> _Data for the task_:

/---

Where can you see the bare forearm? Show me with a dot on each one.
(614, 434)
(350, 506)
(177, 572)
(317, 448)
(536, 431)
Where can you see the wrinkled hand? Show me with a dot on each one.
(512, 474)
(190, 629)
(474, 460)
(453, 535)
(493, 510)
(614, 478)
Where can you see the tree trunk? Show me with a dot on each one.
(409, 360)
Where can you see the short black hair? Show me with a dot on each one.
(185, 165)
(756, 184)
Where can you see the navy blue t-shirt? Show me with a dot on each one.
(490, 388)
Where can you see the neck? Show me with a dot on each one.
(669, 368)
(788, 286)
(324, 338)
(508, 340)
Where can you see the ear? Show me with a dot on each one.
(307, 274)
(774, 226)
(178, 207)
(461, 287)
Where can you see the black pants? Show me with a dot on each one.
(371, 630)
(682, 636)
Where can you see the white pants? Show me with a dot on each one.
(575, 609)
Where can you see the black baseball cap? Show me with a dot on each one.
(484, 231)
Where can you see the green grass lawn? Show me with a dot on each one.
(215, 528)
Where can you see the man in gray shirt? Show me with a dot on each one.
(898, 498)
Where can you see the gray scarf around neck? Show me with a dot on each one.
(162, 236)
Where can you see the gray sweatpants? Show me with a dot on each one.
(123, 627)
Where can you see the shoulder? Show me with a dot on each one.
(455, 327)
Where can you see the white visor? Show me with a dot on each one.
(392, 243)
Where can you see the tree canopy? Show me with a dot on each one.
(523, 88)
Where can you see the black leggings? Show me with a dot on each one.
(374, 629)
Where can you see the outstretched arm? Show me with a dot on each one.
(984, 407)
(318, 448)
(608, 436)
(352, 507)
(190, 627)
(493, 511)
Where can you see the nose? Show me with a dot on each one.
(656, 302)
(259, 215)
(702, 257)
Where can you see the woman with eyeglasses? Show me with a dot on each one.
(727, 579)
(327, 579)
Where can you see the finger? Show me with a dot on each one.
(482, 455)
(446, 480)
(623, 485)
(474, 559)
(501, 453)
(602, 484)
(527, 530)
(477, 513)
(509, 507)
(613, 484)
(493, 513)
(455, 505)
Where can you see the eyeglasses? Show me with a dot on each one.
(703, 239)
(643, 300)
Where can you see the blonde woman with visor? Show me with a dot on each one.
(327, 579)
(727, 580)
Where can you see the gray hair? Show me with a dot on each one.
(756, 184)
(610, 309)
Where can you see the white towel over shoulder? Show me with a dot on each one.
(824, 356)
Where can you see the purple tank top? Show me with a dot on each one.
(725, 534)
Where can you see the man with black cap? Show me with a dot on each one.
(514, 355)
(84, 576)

\---

> _Task_: Copy the records above. Keep every word as it is.

> _Response for this exercise_:
Where can you see the bare forearm? Show me with a dot on each one.
(614, 434)
(350, 506)
(177, 572)
(317, 448)
(536, 431)
Where can you see the wrinkled hand? Show me with a dot on each one.
(512, 474)
(190, 629)
(474, 460)
(453, 535)
(493, 510)
(614, 478)
Where can you see the tree trunk? Show me with a dot on each one.
(409, 360)
Where can you see the short black hair? Show me with a dot on each one.
(185, 165)
(756, 184)
Where can you see the navy blue t-shirt? Show me with a dot on each one.
(490, 388)
Where can you see the neck? Show me with a dot on each one.
(669, 368)
(788, 286)
(324, 338)
(508, 340)
Where can you see the ear? Show me with a dot on each one.
(307, 274)
(774, 226)
(178, 207)
(461, 287)
Where can you see the black pants? Show me with a dot on each one.
(371, 630)
(682, 636)
Where can you see the white pants? Show me with a dot on each one.
(575, 609)
Where can you see the black baseball cap? Show me with a dot on each one.
(484, 231)
Where can you see the green grass lawn? Show me with a dot on each one.
(215, 528)
Where can you see the man in gray shirt? Show me with a dot on each one.
(898, 498)
Where can you see the gray scarf around neck? Show me with a dot on each one.
(162, 236)
Where can you see the gray sweatpants? Show me with a dot on each one.
(123, 627)
Where can you see the shoulder? Show me with a dot on each one.
(455, 327)
Where can you see the white visor? Show me with a dot on each one.
(392, 243)
Where can you see the tree canopy? Show me with a dot on each one.
(523, 88)
Where can you see the black leggings? Show me with a dot on each one.
(374, 629)
Where can you see the outstretched arm? Show me with a dot on each one.
(984, 407)
(318, 448)
(608, 436)
(352, 507)
(190, 627)
(493, 511)
Where can you see the nose? Show me with a dot on each one.
(656, 302)
(259, 215)
(702, 257)
Where can you see the woman with eyeglasses? Show me with a dot on each one.
(727, 579)
(327, 579)
Where can you see the finger? Show me with a dot on each one.
(482, 455)
(446, 480)
(623, 485)
(474, 559)
(501, 453)
(602, 484)
(527, 530)
(477, 513)
(509, 507)
(613, 484)
(493, 513)
(455, 505)
Where can you see the eyeglasses? Show me with a dot on each one.
(703, 239)
(643, 300)
Where can you see the blonde woman with visor? Show me with a dot on each one.
(327, 579)
(727, 580)
Where can you see the gray hair? Show me with a dot on each one.
(756, 184)
(610, 309)
Where can you see the white towel over shoulder? Show me with a dot on each one.
(824, 356)
Where can you see the purple tank top? Show me with a dot on each one.
(725, 534)
Where can you see the man with black cap? Show me with a dot on each one.
(514, 355)
(84, 576)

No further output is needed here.